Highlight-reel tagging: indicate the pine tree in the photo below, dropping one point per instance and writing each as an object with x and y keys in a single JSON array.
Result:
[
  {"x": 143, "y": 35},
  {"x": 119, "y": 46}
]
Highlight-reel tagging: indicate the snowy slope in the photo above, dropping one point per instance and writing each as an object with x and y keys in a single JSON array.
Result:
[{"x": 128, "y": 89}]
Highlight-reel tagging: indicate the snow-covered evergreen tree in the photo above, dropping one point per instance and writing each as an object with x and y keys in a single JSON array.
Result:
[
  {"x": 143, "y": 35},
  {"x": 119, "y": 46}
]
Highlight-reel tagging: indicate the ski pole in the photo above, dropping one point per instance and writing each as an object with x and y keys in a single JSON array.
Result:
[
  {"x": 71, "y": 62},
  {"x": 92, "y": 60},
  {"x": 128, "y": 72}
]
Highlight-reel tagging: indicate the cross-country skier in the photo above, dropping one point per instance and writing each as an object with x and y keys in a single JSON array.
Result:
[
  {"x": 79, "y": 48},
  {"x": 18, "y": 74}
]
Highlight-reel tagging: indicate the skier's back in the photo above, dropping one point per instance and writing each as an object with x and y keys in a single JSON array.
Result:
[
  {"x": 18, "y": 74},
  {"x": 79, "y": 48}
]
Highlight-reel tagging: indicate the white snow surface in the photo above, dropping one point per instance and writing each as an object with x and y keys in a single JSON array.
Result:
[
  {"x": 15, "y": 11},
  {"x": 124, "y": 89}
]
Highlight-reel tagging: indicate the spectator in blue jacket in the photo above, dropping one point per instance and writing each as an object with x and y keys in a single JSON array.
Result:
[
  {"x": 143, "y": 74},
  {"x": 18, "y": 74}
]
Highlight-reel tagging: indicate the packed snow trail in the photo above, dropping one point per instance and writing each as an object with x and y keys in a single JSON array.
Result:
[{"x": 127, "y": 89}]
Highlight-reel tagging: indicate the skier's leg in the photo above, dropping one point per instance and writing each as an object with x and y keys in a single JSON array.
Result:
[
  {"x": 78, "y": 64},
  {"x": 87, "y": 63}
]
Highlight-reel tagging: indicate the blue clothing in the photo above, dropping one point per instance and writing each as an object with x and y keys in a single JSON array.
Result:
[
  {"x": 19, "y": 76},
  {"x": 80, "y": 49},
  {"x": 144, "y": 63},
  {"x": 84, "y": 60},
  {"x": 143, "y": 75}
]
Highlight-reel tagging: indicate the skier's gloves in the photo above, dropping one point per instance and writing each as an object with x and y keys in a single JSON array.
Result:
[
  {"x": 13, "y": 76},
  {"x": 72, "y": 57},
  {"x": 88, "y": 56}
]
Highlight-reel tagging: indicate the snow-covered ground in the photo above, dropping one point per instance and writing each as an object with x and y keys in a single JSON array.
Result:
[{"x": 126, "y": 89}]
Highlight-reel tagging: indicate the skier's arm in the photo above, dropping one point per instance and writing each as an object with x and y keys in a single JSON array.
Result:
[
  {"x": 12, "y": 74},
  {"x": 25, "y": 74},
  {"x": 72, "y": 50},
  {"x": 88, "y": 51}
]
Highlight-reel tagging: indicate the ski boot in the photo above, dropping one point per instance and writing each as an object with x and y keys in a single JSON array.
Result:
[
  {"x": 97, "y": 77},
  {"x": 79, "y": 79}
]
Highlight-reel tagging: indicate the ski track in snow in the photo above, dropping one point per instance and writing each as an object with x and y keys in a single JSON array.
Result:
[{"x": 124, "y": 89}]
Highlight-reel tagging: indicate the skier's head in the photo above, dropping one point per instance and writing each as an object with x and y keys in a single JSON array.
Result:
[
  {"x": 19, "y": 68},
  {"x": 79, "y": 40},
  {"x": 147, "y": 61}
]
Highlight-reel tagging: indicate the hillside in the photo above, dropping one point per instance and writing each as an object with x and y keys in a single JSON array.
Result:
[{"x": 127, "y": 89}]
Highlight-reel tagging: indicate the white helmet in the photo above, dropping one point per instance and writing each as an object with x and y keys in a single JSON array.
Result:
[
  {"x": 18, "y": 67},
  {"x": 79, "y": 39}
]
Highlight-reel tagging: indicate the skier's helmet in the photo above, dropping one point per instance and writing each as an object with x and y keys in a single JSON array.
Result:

——————————

Work instruction |
Please retype all of the records above exactly as they are.

Task solution |
Highlight-reel tagging: indicate the pine tree in the photo below, dropping one point per instance and writing each as an object with x and y keys in a single JSON array.
Result:
[
  {"x": 143, "y": 35},
  {"x": 119, "y": 46}
]
Highlight-reel tagging: indicate the snowy slope in the photo above, dropping one point per instance and writing each as an object with x and y keys in a single JSON array.
Result:
[{"x": 128, "y": 89}]
Highlight-reel tagging: indicate the snow-covered evergreen tree in the photo above, dropping one point per instance and writing each as an object with x and y keys in a single JSON array.
Result:
[
  {"x": 143, "y": 35},
  {"x": 119, "y": 46}
]
Highlight-reel tagging: indicate the ski pole in the photo above, dropping one point per instance and writing each as an object with x and y keys in a single JSON array.
Result:
[
  {"x": 71, "y": 62},
  {"x": 92, "y": 60},
  {"x": 128, "y": 72}
]
Highlight-reel tagging: indicate the cross-country skier in the photo above, dropping one point per instance and writing each as an object with x and y keys in a single JSON array.
Result:
[
  {"x": 79, "y": 48},
  {"x": 18, "y": 74}
]
Highlight-reel tagging: indicate the skier's back in the photo above, dropping one point per instance and writing each as an object with x and y keys in a single JSON array.
Result:
[
  {"x": 18, "y": 74},
  {"x": 79, "y": 48}
]
Highlight-reel tagging: indicate the white snow surface in the photo above, dropping one point per instance and writing each as an object with x and y keys in a single JSON array.
Result:
[
  {"x": 15, "y": 11},
  {"x": 124, "y": 89}
]
Highlight-reel tagging: indicate the spectator in blue jacket in the photo above, dropping one point per instance and writing each as an object with x and y keys in a single JSON array.
Result:
[
  {"x": 143, "y": 74},
  {"x": 18, "y": 74}
]
Highlight-reel tagging: indicate the packed snow trail in the photo above, dropping one point per instance and writing each as an object with x and y keys in a single JSON array.
Result:
[{"x": 127, "y": 89}]
Highlight-reel tagging: indicate the skier's leg in the photo above, dropping one point per instance and writing each as an object with x and y keys in a single JSON array.
Result:
[
  {"x": 78, "y": 64},
  {"x": 87, "y": 63}
]
Highlight-reel tagging: indicate the blue clothing in the photo above, dropping one point per instance and writing each as an object with x and y keys in a single JSON array.
Result:
[
  {"x": 19, "y": 76},
  {"x": 80, "y": 49},
  {"x": 144, "y": 63},
  {"x": 84, "y": 60},
  {"x": 143, "y": 75}
]
Highlight-reel tagging: indicate the skier's gloves in the photo above, dropping one point per instance and writing each as an object with x and y keys in a single JSON array.
Result:
[
  {"x": 13, "y": 76},
  {"x": 72, "y": 57},
  {"x": 88, "y": 56}
]
Highlight-reel tagging: indicate the snow-covered ground in the photo above, dropping one point per instance and writing each as an object with x and y keys in a single JSON array.
Result:
[{"x": 126, "y": 89}]
Highlight-reel tagging: indicate the skier's arm in the photo above, dropping one point per instance and writing each as an object with x and y keys in a single JSON array.
Result:
[
  {"x": 12, "y": 74},
  {"x": 25, "y": 74},
  {"x": 72, "y": 50},
  {"x": 88, "y": 51}
]
Highlight-reel tagging: indicate the ski boot in the photo above, dropping one point per instance and writing each as an object with x and y keys in a single JSON array.
Result:
[
  {"x": 97, "y": 77},
  {"x": 79, "y": 79}
]
Highlight-reel tagging: indicate the ski track in snow in the photo above, dropping one point per instance and writing each as an object with x and y keys in a single JSON array.
Result:
[{"x": 124, "y": 89}]
Highlight-reel tagging: indicate the skier's head in the photo above, dropping one point per instance and writing each as an object with x and y keys in a single JSON array.
Result:
[
  {"x": 19, "y": 68},
  {"x": 79, "y": 40},
  {"x": 147, "y": 61}
]
Highlight-reel tagging: indicate the hillside in the photo above, dropping one point per instance and writing each as an object with x and y keys in a single JSON array.
Result:
[{"x": 127, "y": 89}]
Highlight-reel tagging: indicate the white helmet in the photo above, dropping one point per instance and writing each as an object with x and y keys in a single JSON array.
Result:
[
  {"x": 18, "y": 67},
  {"x": 79, "y": 39}
]
Highlight-reel tagging: indicate the skier's helmet in the photo above, dropping one point per instance and writing each as an object with x and y keys in a single JSON array.
Result:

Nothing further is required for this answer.